**What is required**
The answer should be an exact repeat of the stretch of material below from the line containing "Target: boy's outstretched arm" through the line containing "Where can the yellow".

**Task material**

---------------

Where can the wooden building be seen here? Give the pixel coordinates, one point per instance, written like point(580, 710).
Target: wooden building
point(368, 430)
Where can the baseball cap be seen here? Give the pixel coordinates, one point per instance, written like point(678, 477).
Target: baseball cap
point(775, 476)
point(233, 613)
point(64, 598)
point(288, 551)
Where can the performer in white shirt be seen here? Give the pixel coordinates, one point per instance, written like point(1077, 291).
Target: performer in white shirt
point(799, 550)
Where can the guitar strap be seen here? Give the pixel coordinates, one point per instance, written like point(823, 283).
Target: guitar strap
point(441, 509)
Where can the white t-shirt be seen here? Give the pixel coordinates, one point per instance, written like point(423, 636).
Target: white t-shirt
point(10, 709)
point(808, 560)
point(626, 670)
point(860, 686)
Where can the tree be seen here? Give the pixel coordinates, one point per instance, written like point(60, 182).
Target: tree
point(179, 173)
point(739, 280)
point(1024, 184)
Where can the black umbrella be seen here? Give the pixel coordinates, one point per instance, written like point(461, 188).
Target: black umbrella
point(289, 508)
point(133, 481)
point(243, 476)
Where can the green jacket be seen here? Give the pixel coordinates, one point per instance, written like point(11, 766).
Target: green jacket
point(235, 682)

---------------

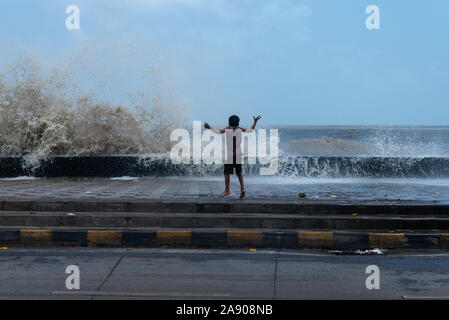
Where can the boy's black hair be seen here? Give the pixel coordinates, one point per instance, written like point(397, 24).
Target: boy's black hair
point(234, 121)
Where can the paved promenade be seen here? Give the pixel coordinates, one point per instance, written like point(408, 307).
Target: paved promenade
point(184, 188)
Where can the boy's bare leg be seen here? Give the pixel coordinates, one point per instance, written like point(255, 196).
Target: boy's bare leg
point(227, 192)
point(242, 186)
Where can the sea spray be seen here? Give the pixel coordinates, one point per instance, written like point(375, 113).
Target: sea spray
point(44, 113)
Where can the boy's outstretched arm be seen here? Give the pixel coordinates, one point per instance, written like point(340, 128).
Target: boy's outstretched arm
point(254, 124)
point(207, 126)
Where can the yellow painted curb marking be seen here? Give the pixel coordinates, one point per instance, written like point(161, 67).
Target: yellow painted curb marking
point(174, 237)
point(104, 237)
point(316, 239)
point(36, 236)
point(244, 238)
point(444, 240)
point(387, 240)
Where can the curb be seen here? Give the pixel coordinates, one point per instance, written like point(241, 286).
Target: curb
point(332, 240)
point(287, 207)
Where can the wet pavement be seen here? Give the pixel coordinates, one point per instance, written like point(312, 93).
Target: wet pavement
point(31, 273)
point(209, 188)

---------------

**Your response**
Target: boy's outstretched arm
point(254, 124)
point(207, 126)
Where can the yellow painted curb marking be seen here? Give the pixel coordinates, one point per instance, written like point(161, 67).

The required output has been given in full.